- Задание 1 -
Извлеките дословно из фрагмента текста об игре «Бог войны» часть, которая открывается словами «В российской популярной» и завершается словами «отцом, а папой.».
- Задание 2 -
Продолжите фрагмент текста об игре «Бог войны», начиная с того места, на котором он заканчивается.

- Фрагмент текста -
В российской популярной культуре последние десятилетия отцы редко годились для ролевой модели — это был либо пьющий и отсутствующий, либо жестокий и посредственный персонаж, смесь «банкомата и бронежилета» в лучшем случае. Теперь, опасается Иван Филиппов, в культуре «за госсчет» и вовсе начнет преобладать образ отца воющего. Филиппов предлагает отказаться от сексистского стереотипа, что отец — это только добытчик и защитник, и объясняет, как спартанский бог Кратос из игры «Бог войны» может научить быть не отцом, а папой.
Постаревший Бог войны Кратос тяжело вздыхает. Он собирается похоронить жену. Сейчас он принесет последнюю сухую березу, и они вместе с его сыном Атреем зажгут погребальный костер, а затем отправятся искать самую высокую вершину девяти миров, чтобы с нее развеять прах покойной.
Так начинается первая часть игровой дилогии «Бог войны», вышедшей в 2018 году. Чуть меньше двух месяцев назад вышла вторая часть — «Бог войны: Рагнарёк», в которой Кратос и Атрей продолжили свои приключения.

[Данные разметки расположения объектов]
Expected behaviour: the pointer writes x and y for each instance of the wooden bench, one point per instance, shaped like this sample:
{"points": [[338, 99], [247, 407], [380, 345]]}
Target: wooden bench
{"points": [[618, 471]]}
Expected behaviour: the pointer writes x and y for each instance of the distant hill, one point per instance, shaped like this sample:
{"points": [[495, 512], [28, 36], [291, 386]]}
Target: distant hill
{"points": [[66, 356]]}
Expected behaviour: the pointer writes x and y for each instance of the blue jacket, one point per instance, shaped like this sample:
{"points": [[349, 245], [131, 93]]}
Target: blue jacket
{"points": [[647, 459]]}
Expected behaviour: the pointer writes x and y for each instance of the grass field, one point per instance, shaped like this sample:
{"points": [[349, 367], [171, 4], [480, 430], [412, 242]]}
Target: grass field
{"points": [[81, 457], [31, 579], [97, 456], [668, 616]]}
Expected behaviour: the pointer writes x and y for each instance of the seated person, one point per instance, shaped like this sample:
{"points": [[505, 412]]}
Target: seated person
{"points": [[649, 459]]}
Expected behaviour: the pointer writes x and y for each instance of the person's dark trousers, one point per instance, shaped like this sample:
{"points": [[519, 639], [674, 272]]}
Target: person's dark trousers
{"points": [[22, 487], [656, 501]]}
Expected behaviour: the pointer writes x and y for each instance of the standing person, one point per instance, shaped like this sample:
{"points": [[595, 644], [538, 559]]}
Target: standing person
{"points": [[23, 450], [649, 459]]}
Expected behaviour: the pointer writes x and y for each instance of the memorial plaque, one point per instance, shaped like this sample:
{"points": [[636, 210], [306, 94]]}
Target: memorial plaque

- Ожидаемый ответ 1 -
В российской популярной культуре последние десятилетия отцы редко годились для ролевой модели — это был либо пьющий и отсутствующий, либо жестокий и посредственный персонаж, смесь «банкомата и бронежилета» в лучшем случае. Теперь, опасается Иван Филиппов, в культуре «за госсчет» и вовсе начнет преобладать образ отца воющего. Филиппов предлагает отказаться от сексистского стереотипа, что отец — это только добытчик и защитник, и объясняет, как спартанский бог Кратос из игры «Бог войны» может научить быть не отцом, а папой.

- Ожидаемый ответ 2 -
«Бог войны» не просто хорошая игра. Именно об игровых ее качествах уже написали в своих рецензиях игровые журналисты. Мне же хочется поговорить о другом: о том, как две игры о Кратосе и Атрее, я надеюсь, могут изменить отношение к отцовству поколения россиян. И тех, кто уже стал отцом, и тех, кому это только предстоит.
Кратос — спартанский Бог войны, убийца богов, победитель чудищ, смелый воин, который готов к любым испытаниям. Кроме одного — ничто в его насыщенной подвигами жизни не готовило Кратоса к роли отца-одиночки.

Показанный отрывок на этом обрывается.